◆ Supplied records:

=-=-=-=-=

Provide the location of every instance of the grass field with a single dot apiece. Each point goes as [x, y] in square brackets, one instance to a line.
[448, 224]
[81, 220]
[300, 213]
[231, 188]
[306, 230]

=-=-=-=-=

◆ What you are asked to do: The answer is the full set of records, printed exactly as given.

◆ Your solution:
Provide the location of every instance of the grass field with a single dot apiece. Each point goes as [x, y] in square brackets, one instance to a line.
[448, 224]
[81, 220]
[300, 213]
[231, 188]
[306, 230]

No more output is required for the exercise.